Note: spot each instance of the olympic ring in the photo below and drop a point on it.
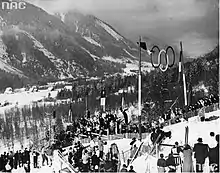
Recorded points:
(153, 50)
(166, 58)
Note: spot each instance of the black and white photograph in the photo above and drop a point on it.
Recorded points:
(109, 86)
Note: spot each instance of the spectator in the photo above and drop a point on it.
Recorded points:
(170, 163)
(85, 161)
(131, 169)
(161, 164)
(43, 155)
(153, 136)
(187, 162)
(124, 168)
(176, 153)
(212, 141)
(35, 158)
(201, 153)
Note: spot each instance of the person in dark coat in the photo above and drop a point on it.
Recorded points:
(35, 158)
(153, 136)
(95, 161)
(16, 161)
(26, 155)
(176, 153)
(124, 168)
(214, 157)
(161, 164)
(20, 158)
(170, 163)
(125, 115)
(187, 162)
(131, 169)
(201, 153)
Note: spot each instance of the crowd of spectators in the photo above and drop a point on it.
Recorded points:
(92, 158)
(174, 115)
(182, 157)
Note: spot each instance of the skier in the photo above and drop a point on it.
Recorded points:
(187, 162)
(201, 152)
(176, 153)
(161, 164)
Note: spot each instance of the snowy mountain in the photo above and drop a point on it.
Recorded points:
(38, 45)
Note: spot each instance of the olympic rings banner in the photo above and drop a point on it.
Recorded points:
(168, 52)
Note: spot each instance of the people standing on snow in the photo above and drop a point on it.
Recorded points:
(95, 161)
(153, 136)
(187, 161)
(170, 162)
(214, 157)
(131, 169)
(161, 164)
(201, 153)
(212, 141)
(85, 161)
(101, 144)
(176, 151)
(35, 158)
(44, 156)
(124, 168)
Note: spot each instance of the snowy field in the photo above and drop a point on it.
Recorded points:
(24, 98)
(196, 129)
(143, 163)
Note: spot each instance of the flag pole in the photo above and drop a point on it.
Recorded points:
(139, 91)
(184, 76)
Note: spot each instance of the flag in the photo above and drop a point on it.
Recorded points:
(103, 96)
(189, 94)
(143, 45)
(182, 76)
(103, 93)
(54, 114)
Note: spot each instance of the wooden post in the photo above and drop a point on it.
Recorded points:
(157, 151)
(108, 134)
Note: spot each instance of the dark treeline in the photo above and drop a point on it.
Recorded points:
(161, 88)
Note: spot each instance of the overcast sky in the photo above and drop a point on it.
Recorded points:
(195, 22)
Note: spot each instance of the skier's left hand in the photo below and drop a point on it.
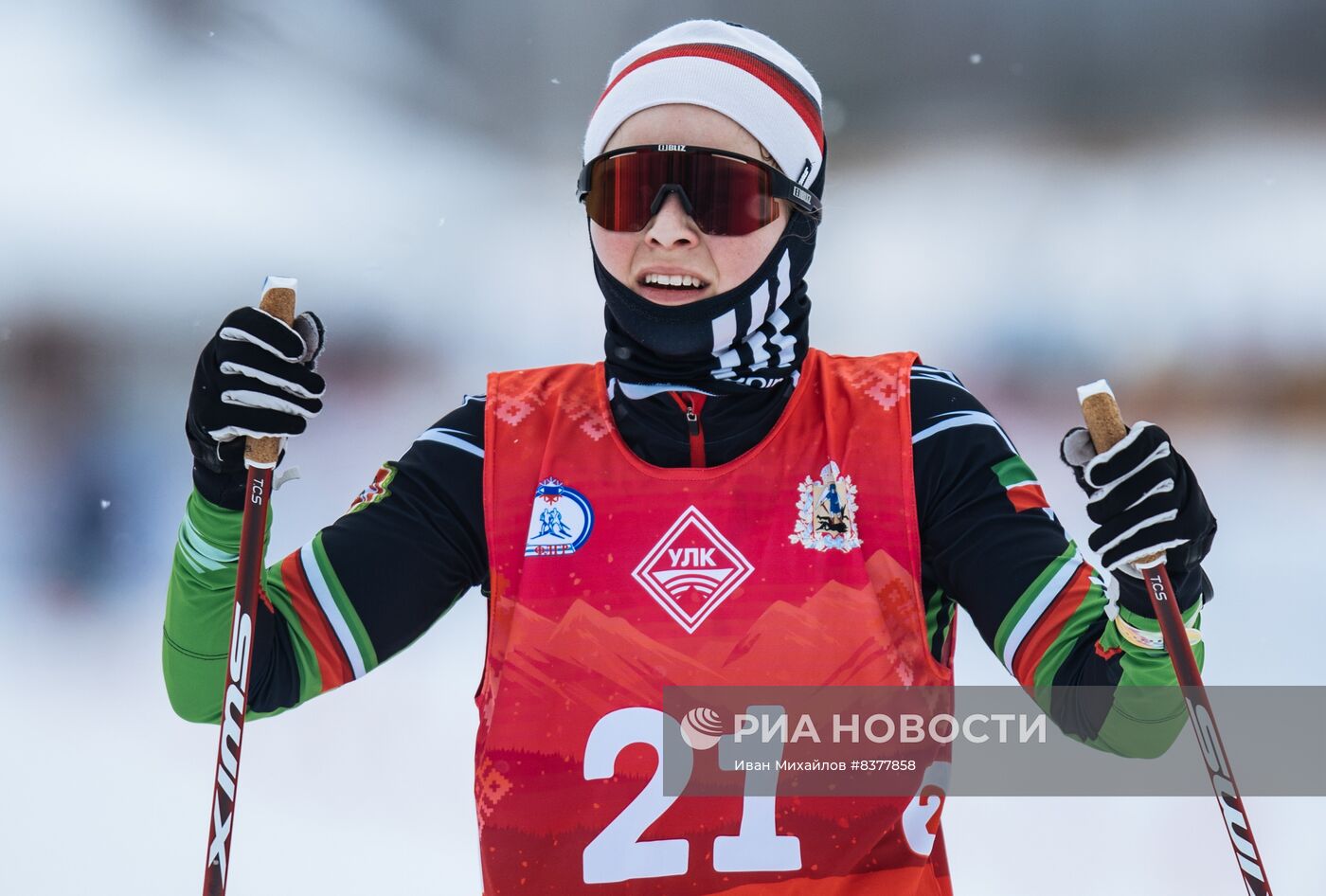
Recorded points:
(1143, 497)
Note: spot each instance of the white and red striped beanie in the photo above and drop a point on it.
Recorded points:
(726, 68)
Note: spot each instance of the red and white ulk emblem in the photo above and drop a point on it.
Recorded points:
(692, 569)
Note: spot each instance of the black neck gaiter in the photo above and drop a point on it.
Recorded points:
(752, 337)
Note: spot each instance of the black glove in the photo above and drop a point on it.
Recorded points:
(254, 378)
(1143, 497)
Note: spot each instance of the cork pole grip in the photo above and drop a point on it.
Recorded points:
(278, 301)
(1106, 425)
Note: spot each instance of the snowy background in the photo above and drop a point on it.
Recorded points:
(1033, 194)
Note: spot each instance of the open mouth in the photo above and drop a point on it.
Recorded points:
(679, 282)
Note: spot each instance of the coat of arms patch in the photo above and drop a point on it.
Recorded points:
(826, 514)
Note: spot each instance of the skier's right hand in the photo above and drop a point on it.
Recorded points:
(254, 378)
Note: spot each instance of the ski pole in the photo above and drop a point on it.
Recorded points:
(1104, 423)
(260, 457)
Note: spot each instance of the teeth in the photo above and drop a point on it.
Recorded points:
--
- **WORK INSTRUCTION**: When you repeat the listing, keep it exact and leave the pictures behind.

- **YOUR RESPONSE**:
Note: spot each instance of the olympic ring in the photo below and drop a point on it.
Recorded points:
(153, 50)
(166, 58)
Note: spot each instance of the black and white photograph in the photo above and drop a point on it.
Recorded points:
(109, 86)
Note: spot each instance of the spectator in the photo above and drop a point on it.
Recorded points:
(170, 163)
(85, 161)
(131, 169)
(161, 164)
(43, 155)
(153, 136)
(187, 162)
(124, 168)
(176, 153)
(212, 141)
(35, 158)
(201, 153)
Note: spot each instance of the person in dark coat in the photo above and drop a point on it.
Recorded points:
(35, 158)
(153, 136)
(95, 161)
(16, 161)
(26, 155)
(176, 153)
(124, 168)
(214, 157)
(161, 164)
(20, 158)
(170, 163)
(125, 115)
(187, 162)
(131, 169)
(201, 153)
Note: spot each instance of the crowd of spectators in the photo above and drop a point on it.
Recorded points:
(92, 158)
(174, 115)
(182, 157)
Note: spot each instance of the skier in the photo above and drop a point on it.
Recorded points:
(187, 162)
(201, 152)
(176, 153)
(161, 164)
Note: spot each instance of the snowy mountain in the photo above and drop a point on it.
Recorded points:
(38, 45)
Note: spot each instance of the olympic rings banner in the photo above and drop a point on it.
Recorded points:
(168, 52)
Note: spot each instance of the people standing on snow in the photo above and drop a point on it.
Recorded points:
(95, 161)
(153, 136)
(187, 161)
(170, 162)
(214, 157)
(131, 169)
(161, 164)
(201, 153)
(212, 141)
(85, 161)
(101, 144)
(176, 151)
(35, 158)
(44, 156)
(124, 168)
Note: spot each instance of the snowy field in the photo above and drop a point on it.
Recorded points:
(24, 98)
(196, 129)
(143, 163)
Note: spot each instance of the flag pole in the photo above and drop a point on it.
Recorded points:
(139, 91)
(184, 76)
Note: spot each instance of the flag in the photo above and drop a point on it.
Recorded points:
(103, 96)
(189, 94)
(143, 45)
(182, 76)
(103, 93)
(54, 114)
Note: spot each instance of the wooden post in the photo above and drop a point on it.
Recorded points:
(157, 151)
(108, 134)
Note: spot each instance of the dark treeline in the photo above and drop a point on it.
Recorded points:
(161, 88)
Note: spot each instance of the overcast sky in the photo above and drop a point on it.
Recorded points:
(195, 22)
Note: spot each instance of the skier's left hand in the photo below and drop a point on it.
Recorded points:
(1143, 497)
Note: spot each instance of the white and red striped beanie in the photo above and drop a point on it.
Recorded points:
(726, 68)
Note: spot each instance of the red and white ulk emblem in the photo above and drop a point on it.
Recorded points:
(692, 569)
Note: spot each instance of the black neck gaiter in the photo above and drop a point on it.
Recorded points:
(752, 337)
Note: spot each instance of the black glove in the photo above and drop a point on it.
Recorded points:
(254, 378)
(1143, 497)
Note: spot each instance of the cork pole grip in the photo above and drop a point on it.
Recorded points:
(278, 301)
(1106, 425)
Note: spot each instance of the snowy background in the photo above and drop a point on it.
Recorded points:
(1033, 194)
Note: spot each instance of the open mouth in the photo above and drop a point on it.
Recorded points:
(679, 282)
Note: spot each instance of the coat of arms patch in the photo above and drop a point on it.
Recorded points:
(826, 514)
Note: spot each instance of the skier's right hand in the photo above and drop a point on it.
Recorded points:
(254, 378)
Note: spot each instance of the ski pole in the photo above and drop a point on it.
Recorded points:
(1104, 423)
(260, 457)
Note: spot each instance of the teeth in the photo above and drop a point on it.
Recorded points:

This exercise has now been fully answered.